**Exercise:** Set down exactly the lines from the one containing "Target: red top" through the end of the records below, both included, and nothing else.
━━ Supplied data ━━
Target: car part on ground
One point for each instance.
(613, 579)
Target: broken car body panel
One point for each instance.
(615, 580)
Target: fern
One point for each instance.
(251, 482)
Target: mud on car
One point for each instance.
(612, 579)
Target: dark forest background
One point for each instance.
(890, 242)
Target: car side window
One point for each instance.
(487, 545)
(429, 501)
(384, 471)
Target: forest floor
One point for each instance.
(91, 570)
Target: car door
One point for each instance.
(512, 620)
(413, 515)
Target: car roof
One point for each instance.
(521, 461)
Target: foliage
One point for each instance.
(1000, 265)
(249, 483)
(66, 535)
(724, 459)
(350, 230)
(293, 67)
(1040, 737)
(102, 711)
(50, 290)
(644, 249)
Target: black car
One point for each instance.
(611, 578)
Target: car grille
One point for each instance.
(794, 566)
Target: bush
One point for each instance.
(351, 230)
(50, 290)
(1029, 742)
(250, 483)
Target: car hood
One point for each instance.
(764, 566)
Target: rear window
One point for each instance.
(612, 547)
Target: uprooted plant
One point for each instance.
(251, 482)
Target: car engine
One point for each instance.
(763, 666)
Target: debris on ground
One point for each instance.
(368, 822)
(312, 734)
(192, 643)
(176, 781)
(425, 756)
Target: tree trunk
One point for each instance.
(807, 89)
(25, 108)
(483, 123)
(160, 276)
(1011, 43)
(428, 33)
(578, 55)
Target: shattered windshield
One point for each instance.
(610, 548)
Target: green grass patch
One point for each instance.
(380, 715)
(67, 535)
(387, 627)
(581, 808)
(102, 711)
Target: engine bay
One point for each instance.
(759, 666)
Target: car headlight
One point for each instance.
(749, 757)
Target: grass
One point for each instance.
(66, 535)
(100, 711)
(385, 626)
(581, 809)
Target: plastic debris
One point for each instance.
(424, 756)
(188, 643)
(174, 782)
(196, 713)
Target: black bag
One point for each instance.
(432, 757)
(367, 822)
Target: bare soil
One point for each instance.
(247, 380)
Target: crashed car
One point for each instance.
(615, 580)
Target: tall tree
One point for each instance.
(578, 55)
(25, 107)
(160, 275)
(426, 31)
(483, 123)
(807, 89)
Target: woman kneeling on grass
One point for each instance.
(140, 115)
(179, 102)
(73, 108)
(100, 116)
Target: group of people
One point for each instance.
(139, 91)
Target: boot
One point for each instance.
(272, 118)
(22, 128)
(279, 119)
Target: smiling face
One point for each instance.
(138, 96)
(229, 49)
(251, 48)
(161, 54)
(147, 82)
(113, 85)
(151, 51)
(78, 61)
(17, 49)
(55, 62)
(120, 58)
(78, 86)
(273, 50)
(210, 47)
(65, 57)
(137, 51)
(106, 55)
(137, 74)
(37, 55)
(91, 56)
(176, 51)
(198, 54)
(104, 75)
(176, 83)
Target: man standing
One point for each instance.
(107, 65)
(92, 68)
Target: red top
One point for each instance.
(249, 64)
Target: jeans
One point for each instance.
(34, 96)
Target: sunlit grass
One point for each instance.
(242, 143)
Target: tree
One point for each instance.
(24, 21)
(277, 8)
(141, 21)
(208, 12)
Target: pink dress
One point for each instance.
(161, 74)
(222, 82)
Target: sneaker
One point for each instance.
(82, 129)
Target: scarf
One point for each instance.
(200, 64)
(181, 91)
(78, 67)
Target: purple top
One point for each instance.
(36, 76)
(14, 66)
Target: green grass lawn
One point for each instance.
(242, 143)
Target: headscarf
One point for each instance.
━━━
**Written response:**
Target: red top
One point for each instance.
(249, 64)
Target: jeans
One point for each instance.
(34, 96)
Target: sunlit grass
One point for each instance.
(242, 143)
Target: tree
One point for each instance.
(24, 21)
(277, 8)
(141, 21)
(208, 12)
Target: pink dress
One point for each instance.
(161, 74)
(222, 82)
Target: sneaker
One point for each instance.
(82, 129)
Target: scarf
One point for each instance.
(200, 64)
(181, 91)
(78, 67)
Target: purple top
One point for each instance.
(36, 76)
(14, 66)
Target: green grass lawn
One point for each instance.
(242, 143)
Target: headscarf
One point for each instance.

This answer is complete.